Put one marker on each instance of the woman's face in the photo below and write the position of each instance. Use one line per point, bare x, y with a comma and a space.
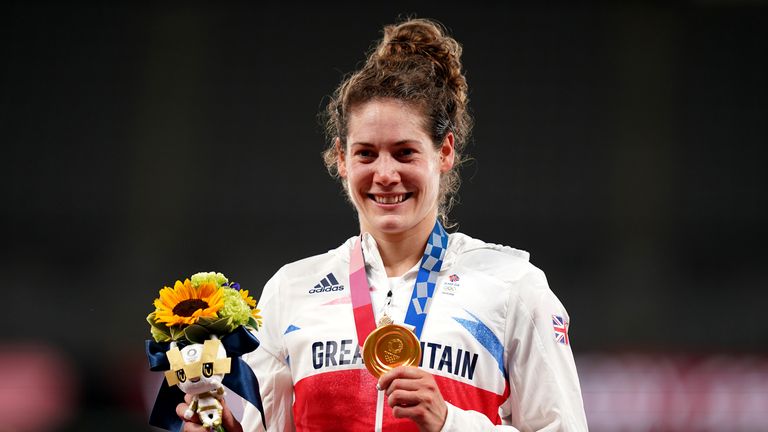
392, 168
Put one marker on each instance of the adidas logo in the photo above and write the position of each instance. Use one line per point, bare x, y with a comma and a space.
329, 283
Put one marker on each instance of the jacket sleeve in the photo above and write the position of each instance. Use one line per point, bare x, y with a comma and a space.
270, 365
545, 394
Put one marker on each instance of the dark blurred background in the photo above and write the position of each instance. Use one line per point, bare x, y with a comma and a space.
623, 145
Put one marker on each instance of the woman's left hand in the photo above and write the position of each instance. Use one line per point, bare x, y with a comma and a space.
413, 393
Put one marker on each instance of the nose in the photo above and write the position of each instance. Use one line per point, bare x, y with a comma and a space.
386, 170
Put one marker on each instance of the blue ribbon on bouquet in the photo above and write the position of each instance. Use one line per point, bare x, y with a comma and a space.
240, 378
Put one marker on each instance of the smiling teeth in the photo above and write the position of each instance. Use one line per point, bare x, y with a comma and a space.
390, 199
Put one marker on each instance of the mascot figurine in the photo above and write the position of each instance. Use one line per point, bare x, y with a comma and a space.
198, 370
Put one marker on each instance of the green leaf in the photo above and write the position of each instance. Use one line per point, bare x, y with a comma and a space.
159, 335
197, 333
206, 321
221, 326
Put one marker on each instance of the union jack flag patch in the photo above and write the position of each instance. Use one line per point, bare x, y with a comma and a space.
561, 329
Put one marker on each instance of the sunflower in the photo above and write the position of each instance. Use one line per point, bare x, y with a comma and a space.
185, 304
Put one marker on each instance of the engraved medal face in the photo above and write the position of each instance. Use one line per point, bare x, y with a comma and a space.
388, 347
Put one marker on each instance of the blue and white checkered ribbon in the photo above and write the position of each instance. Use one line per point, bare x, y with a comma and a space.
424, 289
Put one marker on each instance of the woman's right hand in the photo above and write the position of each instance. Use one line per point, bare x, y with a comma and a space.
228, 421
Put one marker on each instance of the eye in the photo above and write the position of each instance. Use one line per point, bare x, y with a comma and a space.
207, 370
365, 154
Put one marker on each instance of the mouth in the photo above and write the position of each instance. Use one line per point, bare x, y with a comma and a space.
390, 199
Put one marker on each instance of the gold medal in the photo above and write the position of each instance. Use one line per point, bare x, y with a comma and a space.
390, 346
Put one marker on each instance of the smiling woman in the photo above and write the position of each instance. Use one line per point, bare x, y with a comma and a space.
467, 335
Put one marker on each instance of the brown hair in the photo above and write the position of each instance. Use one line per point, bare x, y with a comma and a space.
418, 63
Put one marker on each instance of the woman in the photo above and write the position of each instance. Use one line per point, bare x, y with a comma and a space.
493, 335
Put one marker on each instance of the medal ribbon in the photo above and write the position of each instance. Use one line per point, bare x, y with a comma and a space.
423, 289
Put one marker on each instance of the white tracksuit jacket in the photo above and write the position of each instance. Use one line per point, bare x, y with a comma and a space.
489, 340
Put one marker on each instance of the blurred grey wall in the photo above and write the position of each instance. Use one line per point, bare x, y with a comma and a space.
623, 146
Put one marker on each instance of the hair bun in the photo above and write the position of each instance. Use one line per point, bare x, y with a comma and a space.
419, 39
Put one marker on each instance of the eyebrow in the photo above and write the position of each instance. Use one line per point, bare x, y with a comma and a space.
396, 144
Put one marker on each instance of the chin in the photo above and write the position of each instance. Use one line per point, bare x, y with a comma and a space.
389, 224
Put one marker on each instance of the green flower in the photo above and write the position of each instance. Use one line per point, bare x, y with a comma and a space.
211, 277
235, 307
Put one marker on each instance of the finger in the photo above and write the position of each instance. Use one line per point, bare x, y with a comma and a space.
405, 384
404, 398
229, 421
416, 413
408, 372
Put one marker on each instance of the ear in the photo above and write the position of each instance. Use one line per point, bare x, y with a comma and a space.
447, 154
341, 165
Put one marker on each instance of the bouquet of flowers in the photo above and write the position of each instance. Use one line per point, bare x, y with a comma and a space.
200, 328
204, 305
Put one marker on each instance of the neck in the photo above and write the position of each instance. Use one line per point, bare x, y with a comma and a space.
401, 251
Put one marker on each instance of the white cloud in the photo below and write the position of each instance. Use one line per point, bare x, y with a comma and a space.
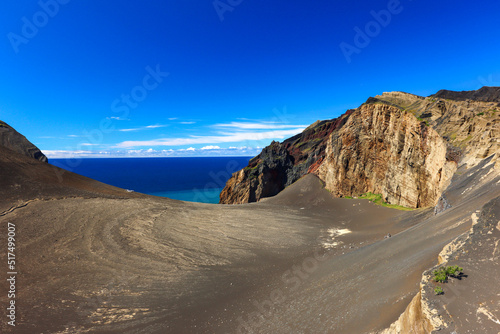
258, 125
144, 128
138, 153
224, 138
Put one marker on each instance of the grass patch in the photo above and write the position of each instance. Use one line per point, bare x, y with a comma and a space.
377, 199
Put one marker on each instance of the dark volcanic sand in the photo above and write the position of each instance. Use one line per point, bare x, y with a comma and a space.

------------------------

**Directions**. Each line above is to be repeated exactly as written; no picture is carried over.

**Task solution**.
Put one marker on each instance of the woman's face in the photo below and write the position of each instance. Use one line per point, bare x, y with a comma and a space.
392, 168
Put one marker on each instance of the adidas logo in the photo above and write the position of each instance. Use one line per point, bare x, y with a comma and a space.
329, 283
Put one marker on each instance of the jacket sleeve in the photo above and write the position of each instance. Use one line per point, bare x, y with a comma and a space.
270, 365
545, 394
Put one marker on each instance of the dark blurred background in the photo above and write the position of each instance. Use one line per point, bare x, y with a comma and a space.
623, 145
Put one marker on each instance of the woman's left hand in the photo above and write the position of each instance. Use one line per point, bare x, y with a comma and a space.
413, 393
Put one marker on each instance of the nose in the photo above and write the position of each instance. Use one line per point, bare x, y with a comma and a space.
386, 170
Put one marker on each instance of the blue ribbon on bouquet in the photo above and write the position of each instance. Use one line per point, bare x, y with a comma and a space.
240, 378
Put one marker on each instance of the smiling teeth in the photo above and write the position of each instance. Use one line per point, bare x, y with a comma and a space.
390, 199
Put one marker on each instance of the mascot figurine in the photo above and write the position of each instance. Use one line per point, bare x, y with a comma and a space.
198, 370
Put one marker on each instance of the green leaf in the photo above and write the position of each instance. Use one line per point, bare x, y with a comma and a space.
159, 335
197, 333
206, 321
221, 326
Put one marker on each instance of the union jack flag patch in the photo above and write the position of each instance. Use one line per point, bare x, y with a comma and a space.
561, 329
Put one marker on each instance of the sunflower in the photo above and write the position of each instance. Use one line per point, bare x, y with a comma and a space.
185, 304
Put one marker on each instance of the engraved medal face in the photo above and write the position of each instance. Use one line per point, bare x, y with a comma and a space.
388, 347
Put one marker on each instance of the blue and white checkered ribbon in the photo above and write the position of each instance. Use one line per point, bare x, y with a comma and a space.
424, 289
Put one marker on each instance of the woman's right hand in the photo above and write the position of each instance. Use one line per point, bare x, y with a comma and a space.
228, 421
Put one marker on each instance of the eye in the photo above and write the position of each instance. Use one line per point, bare x, y with a comma and a space.
207, 370
365, 154
Put one marker on each instance of the mouth in the photo above and write the position of each instance. Use one line per point, bare x, y with a comma and a space.
390, 199
Put one marker on each instance of the gold medal in the photo above and write the position of each instance. Use one line per point, bare x, y with a comma and a space.
390, 346
Put one marker on each instance of the smiling woman in the photo above and write the position of each instance. Use one line per point, bare x, y with a comma and a space.
467, 335
Put one marker on each instance of the brown hair in the photo above and write the position of each instance. Use one line per point, bare x, y with a comma and a space.
418, 63
Put one marker on each instance of the woman in the photo above and write the position of each instance. Use one line per point, bare x, y with a comma and a space.
493, 335
Put one marker on each instance of the medal ribbon in the photo above and write the position of each instance. Use one line per point, bare x, y with a comma and a space.
423, 289
Put one marker on each instance of the white tracksuit jacket in the photo above and write the position of each instance. Use one line per point, bare x, y with a comma and a space.
489, 340
Put one marker on each instance of the blurred grey wall in the photo above and write the position of each instance. Use one line per point, bare x, y with a comma and a space.
623, 146
Put one marker on each instance of the hair bun in the photo above and write the position of each instance. Use one line per point, bare x, y with a comma and a space.
419, 39
Put one marker on each instance of the eyebrow in the photo above and write the position of each instance. Use one line per point, bare x, y with a comma and a space.
396, 144
Put one marker on each instance of the chin in the photo above and write the position of each instance. Use one line per point, bare x, y with a comma and a space.
389, 224
Put one marker on each instance of the green flower in the photo above and write the position of each instance. Use one line per point, bare x, y with a comma and a space.
211, 277
235, 307
Put one marker on each instance of the finger in the photo above and write the position of each instance. Use one line per point, bare x, y with a comma and a space.
405, 384
404, 398
229, 421
416, 413
408, 372
Put one marker on each instance of the ear in the photo above and write the position of each instance. Use one line per point, bare x, y with a comma and a space.
447, 154
341, 165
Put one marker on each instance of the bouquet of flowers in the photo above and write the position of each instance. Use one line per point, bare x, y with a comma and a space.
200, 328
204, 305
Put one marker on each instance of the neck in the photo above and write the position of each instance. Use one line per point, bare x, y with a comma and a space.
401, 251
Put one marker on each instance of the white cloud in the photo below and write the position of each instance. Use one line per point, bare x, y with a comma and a space.
258, 125
144, 128
138, 153
224, 138
Put one marker on each instance of the grass patch in the photo above and write the position of each instance. Use one line per point, bare x, y with a comma and a space.
377, 199
Put one marker on each instance of the dark volcanic sand in the photo above and write the position of each instance. Use one line per point, bare x, y with a comma and a space.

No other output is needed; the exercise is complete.